## PROVIDED PASSAGE:
↓
I've always wanted this blog to be a place for me to talk frankly about publishing a book. The highs and lows. The complications. In the spirit of that honesty, I wanted to use this opportunity to show you that sometimes, things don't go exactly as you envisioned them – but also that it's sometimes for the best. 

Various things that are out of an author's control can delay the publication of a book. Originally, I thought Bloomsbury had chosen to delay the release for some of those reasons. However, I have concluded that this delay is, in part, because The Song Rising's first draft was not as strong as it should have been. I didn't realise that at the time, but when I looked back on recently, I could see that it was lacking a strong core. There was a lot of great material, but something was just . . . not there. I felt the same reading it as I did when I read a very early version of The Mime Order, which I scrapped and never sent to Bloomsbury. It was like all the flesh and muscle and bone was there, but something was missing to bind them together. In hindsight, I think the root cause of this was simply that I rushed to send it to my publisher as soon as I'd finished a first draft – and it was literally a first draft, with minimal self-editing. It was hot off the keyboard when it landed in my editor's inbox. I raced to send it off because I didn't want my readers to have to wait a year and a half for the next book in the series. I assumed my editor would get back to me at top speed, as she did with The Mime Order. I desperately wanted Book 3 to come out in early or mid-2016. As a result, I sent Bloomsbury a draft that could have been better, which meant that my editor took longer to get through it and get back to me, which negated any time I'd saved by rushing to send it to her. Cue the long wait for notes and multiple rounds of edits that I've had to do over the past few months. I now recognise that if I'd taken a month or two to do a few self-edits beforehand, things may have moved faster.
↑
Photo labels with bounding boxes
↓
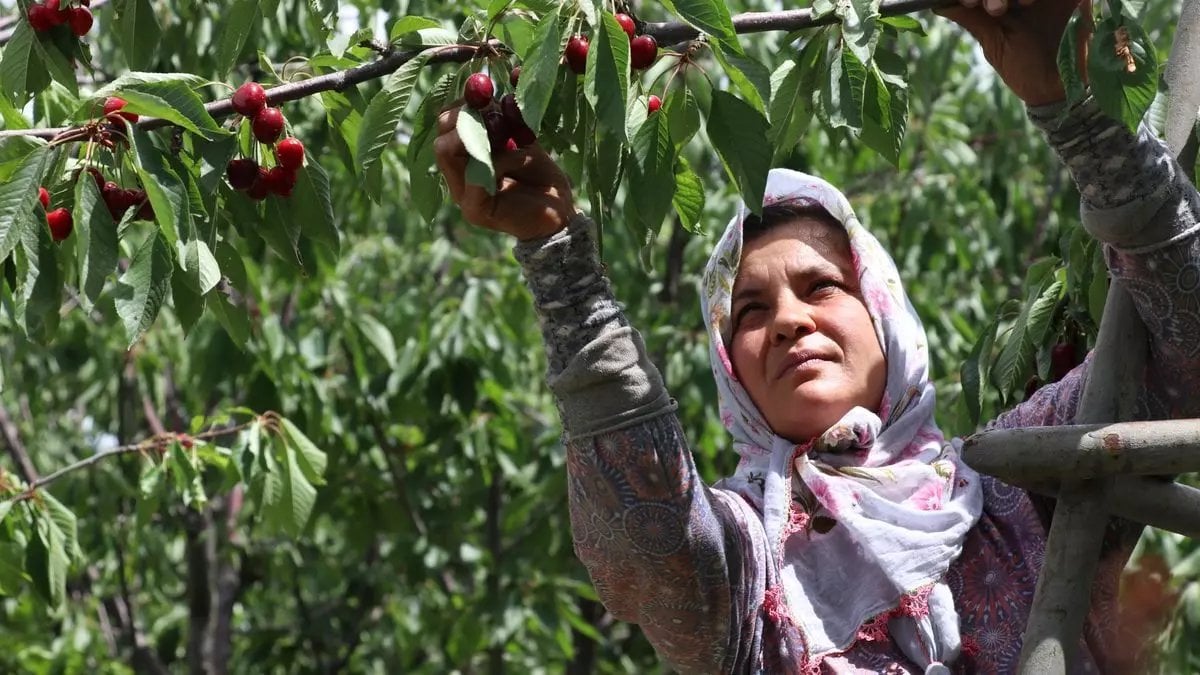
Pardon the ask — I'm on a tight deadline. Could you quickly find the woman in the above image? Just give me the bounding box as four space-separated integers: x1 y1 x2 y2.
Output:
437 0 1200 673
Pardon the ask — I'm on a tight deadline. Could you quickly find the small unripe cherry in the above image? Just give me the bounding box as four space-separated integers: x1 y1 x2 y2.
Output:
104 96 138 124
251 108 283 143
233 82 266 118
616 14 637 40
629 35 659 71
462 72 496 110
67 7 94 37
46 209 74 241
566 35 590 74
226 159 258 190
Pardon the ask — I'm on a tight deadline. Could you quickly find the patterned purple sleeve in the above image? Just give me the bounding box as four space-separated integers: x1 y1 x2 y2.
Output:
515 216 766 673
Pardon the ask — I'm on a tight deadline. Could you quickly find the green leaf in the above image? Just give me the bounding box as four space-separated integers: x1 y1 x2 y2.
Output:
73 169 118 311
182 239 221 295
14 205 62 344
671 156 704 234
388 17 442 42
516 12 566 131
585 13 629 138
282 418 329 485
708 91 772 214
457 108 496 195
1087 17 1158 132
713 44 770 113
215 0 260 76
115 234 175 347
355 52 430 196
662 0 742 52
628 114 676 232
0 18 36 100
0 145 52 262
113 0 162 70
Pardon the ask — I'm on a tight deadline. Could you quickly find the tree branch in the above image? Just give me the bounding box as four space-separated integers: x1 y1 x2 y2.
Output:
0 0 958 138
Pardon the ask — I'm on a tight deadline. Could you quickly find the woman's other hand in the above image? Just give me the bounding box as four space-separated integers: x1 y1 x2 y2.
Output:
433 106 576 240
937 0 1092 106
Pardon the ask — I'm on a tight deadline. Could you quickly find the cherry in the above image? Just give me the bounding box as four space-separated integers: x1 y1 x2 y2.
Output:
275 137 304 172
566 35 590 74
233 82 266 118
263 167 296 197
616 14 637 40
462 72 496 110
246 167 271 199
500 94 538 148
251 108 283 143
226 159 258 190
1050 342 1075 382
68 7 94 37
46 209 74 241
629 35 659 71
104 96 138 124
29 4 58 32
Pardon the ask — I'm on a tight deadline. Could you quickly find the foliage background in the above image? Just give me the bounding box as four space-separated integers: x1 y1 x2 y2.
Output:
0 0 1200 674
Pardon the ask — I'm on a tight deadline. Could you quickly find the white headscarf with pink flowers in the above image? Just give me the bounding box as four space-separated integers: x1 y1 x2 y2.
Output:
703 169 983 673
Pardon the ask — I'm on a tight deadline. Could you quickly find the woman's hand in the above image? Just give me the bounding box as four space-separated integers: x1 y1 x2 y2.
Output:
433 106 576 240
937 0 1092 106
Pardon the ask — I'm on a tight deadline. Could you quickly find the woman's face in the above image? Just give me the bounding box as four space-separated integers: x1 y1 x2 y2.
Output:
730 219 887 443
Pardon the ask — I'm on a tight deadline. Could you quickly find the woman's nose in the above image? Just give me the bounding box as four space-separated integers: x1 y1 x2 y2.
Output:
772 298 816 344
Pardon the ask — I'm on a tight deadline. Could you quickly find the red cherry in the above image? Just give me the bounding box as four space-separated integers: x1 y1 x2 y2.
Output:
275 136 304 171
68 7 94 37
500 94 538 148
566 35 590 74
246 167 271 199
629 35 659 71
104 96 138 124
226 159 258 190
46 209 74 241
462 72 496 110
233 82 266 118
29 4 58 32
617 14 637 40
251 108 283 143
264 167 296 197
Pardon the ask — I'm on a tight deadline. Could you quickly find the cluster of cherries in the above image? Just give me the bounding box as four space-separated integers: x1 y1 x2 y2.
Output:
565 14 659 74
226 82 304 199
463 67 538 153
29 0 94 37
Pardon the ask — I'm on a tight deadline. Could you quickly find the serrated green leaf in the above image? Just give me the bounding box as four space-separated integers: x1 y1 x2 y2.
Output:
113 0 162 70
1087 17 1158 132
215 0 260 76
355 52 430 202
0 145 53 262
457 108 496 195
74 169 119 311
671 157 704 234
114 234 175 347
583 13 629 138
707 91 772 214
282 418 329 485
516 12 565 131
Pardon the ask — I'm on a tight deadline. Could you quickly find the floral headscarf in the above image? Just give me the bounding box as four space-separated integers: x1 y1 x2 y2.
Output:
703 169 983 673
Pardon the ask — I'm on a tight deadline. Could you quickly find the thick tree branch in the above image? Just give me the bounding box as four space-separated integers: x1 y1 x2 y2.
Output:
0 0 958 138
↑
## REQUIRED TASK A:
In the blog post about publishing a book, put the sentence "Various things that are out of an author's control can delay the publication of a book." into Spanish.
## REQUIRED TASK B:
Switch "deadline" to "schedule" in the records, in the part that opens at the start of the records and closes with the line containing "437 0 1200 673", and change nothing else. Leave the pictures out of your answer.
The text and the records have no connection to each other.

## OUTPUT A:
Varias cosas que están fuera del control de un autor pueden retrasar la publicación de un libro.

## OUTPUT B:
Pardon the ask — I'm on a tight schedule. Could you quickly find the woman in the above image? Just give me the bounding box as four space-separated integers: x1 y1 x2 y2.
Output:
437 0 1200 673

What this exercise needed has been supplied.